### Исходный текст:
Сергей Полозков - Приватизация по Чубайсу. Ваучерная афера. Расстрел парламента
Вот Лия Ахиджакова кричит о том, что нужно расстрелять эту долбанную Конституцию!
Асфальтовый фермер Черниченко, потрясая указательным пальцем, вопит: «Нужно раздавить гадину!»
Не многим лучше заявление Булата Окуджавы о том, что он наслаждался зрелищем расстрела Белого Дома.
Но всех переплюнула наша городская сумасшедшая Валерия Новодворская.
8 январе 1994 года журнал «Огонек» (№ 2–3, стр. 26–27) опубликовал ее статью «На той единственной гражданской». Здесь будет очень кстати ее процитировать. В своем излюбленном стиле «свободной психопатки» она говорит прямо о том, о чем ее коллеги и единомышленники стыдливо умалчивают:
«Мне наплевать на общественные приличия.

### Задания к упражнению:
1. Объясните в одном-трёх предложениях, чем, согласно тексту о расстреле парламента, высказывание Валерии Новодворской отличается от заявлений её коллег и единомышленников.
2. В каком журнале и в каком номере, по данным текста о расстреле парламента, была напечатана статья «На той единственной гражданской»?
3. Напишите продолжение текста о расстреле парламента, начиная сразу после его последнего предложения.
Записи получены из другого источника.

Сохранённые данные

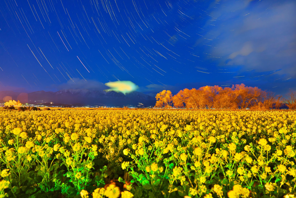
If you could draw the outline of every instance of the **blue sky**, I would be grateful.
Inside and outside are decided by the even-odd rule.
[[[295,1],[69,2],[0,2],[0,90],[296,90]]]

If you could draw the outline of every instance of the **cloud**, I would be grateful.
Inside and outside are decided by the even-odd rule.
[[[209,53],[222,57],[221,65],[280,69],[278,73],[296,77],[295,10],[294,1],[221,2],[206,25],[214,25],[204,36],[210,40],[203,42],[214,47]]]
[[[83,79],[73,78],[70,79],[66,83],[53,86],[60,90],[70,89],[88,89],[91,90],[102,91],[107,88],[102,83],[94,80],[89,80],[87,81]]]
[[[116,92],[121,92],[124,94],[136,91],[139,88],[138,85],[129,81],[109,82],[105,84],[111,88],[104,90],[106,92],[114,91]]]

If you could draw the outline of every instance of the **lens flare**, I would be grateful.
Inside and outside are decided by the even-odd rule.
[[[105,84],[110,87],[110,89],[104,90],[106,92],[114,91],[117,92],[121,92],[124,95],[136,91],[139,88],[138,85],[129,81],[109,82]]]

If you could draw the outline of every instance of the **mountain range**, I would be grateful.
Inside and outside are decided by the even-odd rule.
[[[0,103],[9,100],[19,100],[23,104],[52,103],[75,106],[148,107],[154,106],[155,97],[133,92],[125,95],[114,91],[86,89],[67,89],[56,92],[40,91],[28,93],[0,91]]]

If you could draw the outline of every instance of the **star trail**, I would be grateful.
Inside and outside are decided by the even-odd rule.
[[[296,89],[295,11],[292,0],[3,0],[0,90],[120,80],[146,93],[244,83],[284,94]]]

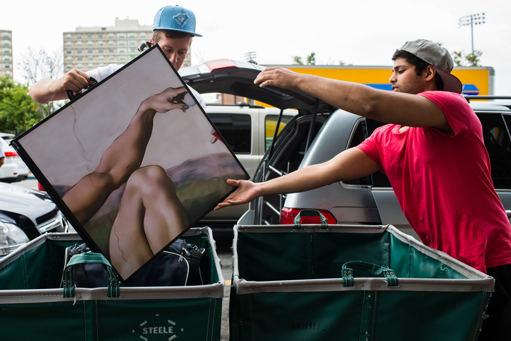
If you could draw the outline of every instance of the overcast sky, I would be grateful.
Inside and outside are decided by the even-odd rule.
[[[11,30],[15,64],[30,46],[62,50],[62,32],[77,26],[112,26],[116,17],[152,25],[166,5],[142,1],[6,1],[0,29]],[[391,56],[407,41],[441,42],[450,51],[471,51],[469,26],[458,27],[460,17],[485,13],[486,23],[474,27],[474,48],[481,64],[495,69],[495,94],[511,96],[511,13],[509,0],[386,2],[316,0],[242,2],[188,0],[178,4],[197,17],[192,61],[219,58],[244,60],[255,51],[260,64],[290,64],[292,56],[305,59],[311,52],[316,65],[391,66]],[[17,66],[16,66],[17,67]],[[23,82],[15,69],[14,79]],[[389,73],[390,77],[390,73]]]

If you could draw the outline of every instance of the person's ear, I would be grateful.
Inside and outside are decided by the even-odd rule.
[[[431,65],[428,65],[424,71],[426,72],[426,81],[431,81],[434,78],[434,75],[437,74],[437,70]]]

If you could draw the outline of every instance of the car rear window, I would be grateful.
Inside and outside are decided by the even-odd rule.
[[[210,113],[211,121],[233,151],[250,154],[252,146],[250,115],[240,113]]]

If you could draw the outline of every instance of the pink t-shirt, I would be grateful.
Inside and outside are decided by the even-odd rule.
[[[427,91],[454,133],[388,124],[357,146],[382,166],[422,242],[478,270],[511,264],[511,226],[477,116],[457,93]]]

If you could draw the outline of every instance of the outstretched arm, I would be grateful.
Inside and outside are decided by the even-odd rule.
[[[43,78],[30,88],[29,94],[39,103],[67,99],[67,90],[79,92],[89,85],[89,75],[77,69],[73,69],[58,80]]]
[[[64,195],[63,200],[81,223],[88,221],[112,192],[140,166],[156,113],[188,108],[185,104],[172,102],[177,94],[186,91],[184,87],[169,88],[144,101],[126,129],[103,153],[96,170],[81,179]]]
[[[385,123],[434,127],[452,132],[445,116],[423,96],[374,89],[364,84],[297,73],[281,67],[268,68],[254,81],[261,87],[297,88],[349,112]]]
[[[263,195],[305,192],[338,181],[361,178],[381,168],[359,149],[351,148],[326,162],[305,167],[264,182],[229,180],[228,183],[238,186],[238,189],[219,203],[215,210],[247,203]]]

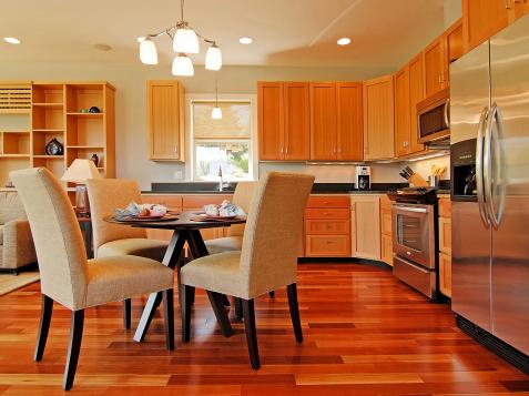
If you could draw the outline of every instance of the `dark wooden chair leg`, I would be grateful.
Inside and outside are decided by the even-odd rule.
[[[172,288],[163,292],[163,317],[167,351],[174,351],[174,296]]]
[[[123,327],[131,328],[131,298],[123,299]]]
[[[224,337],[230,337],[233,334],[232,324],[227,317],[227,312],[224,308],[223,295],[215,292],[206,291],[210,298],[211,306],[215,313],[216,322],[221,325],[221,332]]]
[[[53,313],[53,299],[42,294],[42,306],[40,311],[39,335],[37,336],[37,346],[34,348],[34,361],[40,362],[44,354],[48,331],[50,329],[51,314]]]
[[[299,321],[299,306],[297,304],[297,286],[295,283],[286,286],[286,294],[288,295],[288,307],[291,308],[292,326],[296,341],[303,343],[302,322]]]
[[[191,303],[190,288],[191,286],[181,285],[182,292],[180,294],[180,312],[182,314],[182,342],[189,343],[191,338]]]
[[[257,347],[257,331],[255,328],[255,309],[253,299],[243,299],[244,329],[248,345],[250,362],[254,369],[261,367],[260,351]]]
[[[68,343],[67,367],[64,368],[64,379],[62,387],[70,390],[75,378],[78,368],[79,352],[81,351],[81,341],[83,337],[84,309],[72,312],[72,322],[70,327],[70,341]]]
[[[235,305],[235,319],[242,321],[243,319],[243,301],[241,298],[235,297],[234,305]]]

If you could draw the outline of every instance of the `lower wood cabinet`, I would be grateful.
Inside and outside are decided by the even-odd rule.
[[[380,260],[380,196],[350,197],[352,256]]]

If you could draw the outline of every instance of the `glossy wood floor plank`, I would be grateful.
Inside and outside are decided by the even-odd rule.
[[[303,264],[296,344],[286,290],[255,302],[261,369],[250,366],[244,323],[222,336],[199,292],[192,337],[165,349],[156,314],[142,344],[132,341],[146,298],[85,311],[72,394],[81,395],[529,395],[529,377],[461,333],[449,306],[434,304],[389,271],[366,264]],[[70,312],[55,304],[47,349],[32,361],[39,284],[0,297],[0,395],[59,395]],[[176,312],[175,332],[180,333]]]

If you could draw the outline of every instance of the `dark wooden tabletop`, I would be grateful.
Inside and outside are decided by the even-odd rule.
[[[226,227],[232,224],[243,224],[246,223],[246,217],[234,217],[225,220],[214,220],[214,221],[196,221],[192,220],[194,217],[200,217],[197,212],[183,212],[175,214],[174,220],[153,220],[153,221],[118,221],[113,216],[105,217],[104,220],[110,223],[130,225],[134,227],[142,229],[160,229],[160,230],[201,230],[201,229],[215,229],[215,227]]]

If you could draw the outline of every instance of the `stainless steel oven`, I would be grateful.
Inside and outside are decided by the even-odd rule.
[[[430,298],[437,294],[435,212],[431,204],[391,206],[394,274]]]

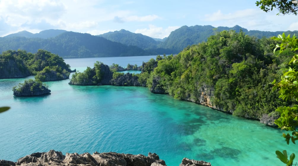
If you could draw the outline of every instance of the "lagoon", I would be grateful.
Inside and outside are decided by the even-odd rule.
[[[125,67],[155,56],[65,59],[83,71],[96,61]],[[32,78],[30,76],[29,78]],[[280,130],[146,88],[80,86],[69,80],[47,82],[50,94],[15,97],[12,87],[26,78],[0,80],[0,159],[16,161],[53,149],[79,154],[156,153],[169,166],[184,157],[212,165],[273,165],[275,151],[287,149]]]

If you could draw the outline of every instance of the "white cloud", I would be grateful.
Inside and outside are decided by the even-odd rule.
[[[137,29],[134,33],[140,33],[151,37],[163,39],[169,36],[172,31],[180,28],[178,26],[169,26],[165,29],[162,27],[157,27],[153,25],[149,25],[149,29]]]
[[[220,10],[211,14],[205,15],[206,21],[214,21],[223,20],[231,20],[250,18],[256,15],[258,10],[255,9],[247,9],[242,10],[238,10],[233,13],[227,14],[223,13]]]
[[[109,29],[108,30],[91,30],[91,31],[87,31],[87,33],[89,34],[90,34],[92,35],[98,35],[100,34],[103,34],[105,33],[108,32],[114,32],[115,31],[117,31],[117,30],[115,29]]]
[[[288,28],[290,31],[297,31],[298,30],[298,22],[293,23],[290,25]]]
[[[126,17],[119,17],[116,16],[114,17],[114,22],[122,23],[125,22],[132,21],[152,21],[160,18],[155,15],[148,15],[145,16],[139,16],[137,15],[128,15]]]

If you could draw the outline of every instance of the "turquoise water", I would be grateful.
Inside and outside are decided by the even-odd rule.
[[[82,66],[91,60],[79,59]],[[184,157],[214,166],[275,165],[283,165],[276,150],[297,153],[279,129],[146,88],[79,86],[64,80],[47,82],[49,95],[14,97],[12,87],[25,79],[0,80],[0,106],[11,107],[0,114],[0,159],[54,149],[64,154],[150,152],[169,166]]]

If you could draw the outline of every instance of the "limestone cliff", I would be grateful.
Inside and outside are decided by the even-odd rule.
[[[13,95],[16,96],[38,96],[49,93],[51,90],[40,81],[32,79],[25,80],[13,88]]]
[[[110,81],[111,85],[117,86],[145,86],[146,84],[141,84],[138,81],[139,77],[133,76],[132,74],[127,73],[123,75],[112,79]]]
[[[35,153],[22,157],[14,162],[0,160],[0,166],[166,166],[164,161],[158,155],[149,152],[148,156],[142,154],[133,155],[110,152],[100,153],[95,152],[79,154],[51,150],[47,152]],[[184,158],[179,166],[211,166],[210,163],[190,160]]]
[[[30,75],[22,61],[15,59],[0,61],[0,78],[25,77]]]

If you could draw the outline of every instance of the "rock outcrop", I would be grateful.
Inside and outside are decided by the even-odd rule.
[[[274,123],[274,121],[279,117],[278,115],[269,116],[268,114],[263,114],[260,120],[260,122],[271,126],[277,127],[277,125]]]
[[[198,161],[190,160],[187,158],[184,158],[179,166],[212,166],[210,162],[203,160]]]
[[[30,75],[22,61],[14,59],[0,61],[0,78],[25,77]]]
[[[85,153],[79,154],[66,153],[64,156],[61,152],[51,150],[47,152],[36,153],[19,159],[15,163],[0,160],[0,165],[23,166],[119,166],[166,165],[164,161],[159,159],[155,153],[149,153],[148,156],[142,154],[110,152],[92,154]]]
[[[139,77],[133,76],[132,74],[127,73],[120,76],[117,78],[112,79],[110,81],[111,85],[117,86],[146,86],[146,84],[141,84],[139,82]]]
[[[150,91],[153,93],[161,94],[165,94],[165,91],[159,84],[161,78],[159,76],[155,76],[152,80],[152,86]]]
[[[41,73],[40,77],[42,81],[50,81],[64,80],[69,78],[69,73],[58,73],[53,70],[49,72]]]

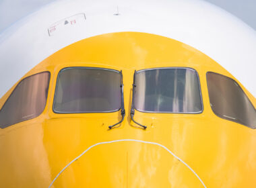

### Ответы к заданиям:
1. Согласно тексту, Новодворская в своём излюбленном стиле «свободной психопатки» говорит прямо о том, о чём её коллеги и единомышленники стыдливо умалчивают.

2. В журнале «Огонек», № 2–3, на страницах 26–27.

3.
Рискуя прослыть сыроядцами, мы будем отмечать, пока живы, этот день — 5 октября, день, когда мы выиграли второй раунд нашей единственной гражданской. И «Белый дом» для нас навеки — боевой трофей.
9 мая — история дедов и отцов. Чужая история. После 4 октября мы, полноправные участники нашей единственной гражданской, мы, сумевшие убить и не жалеющие об этом, — желанные гости на следующем Балу королей у Сатаны.
Утром 4 октября залпы танковых орудий разрывали лазурную тишину, и мы ловили каждый звук с наслаждением.
Если бы ночью нам, демократам и гуманистам, дали танки, хотя бы самые завалящие, и какие-нибудь уцененные самолеты, и прочие ширли-мырли типа пулеметов, гранатометов и автоматов, никто не поколебался бы: “Белый дом” не дожил бы до утра, и от него остались бы одни развалины.
Я желала тем, кто собрался в “Белом доме”, одного — смерти.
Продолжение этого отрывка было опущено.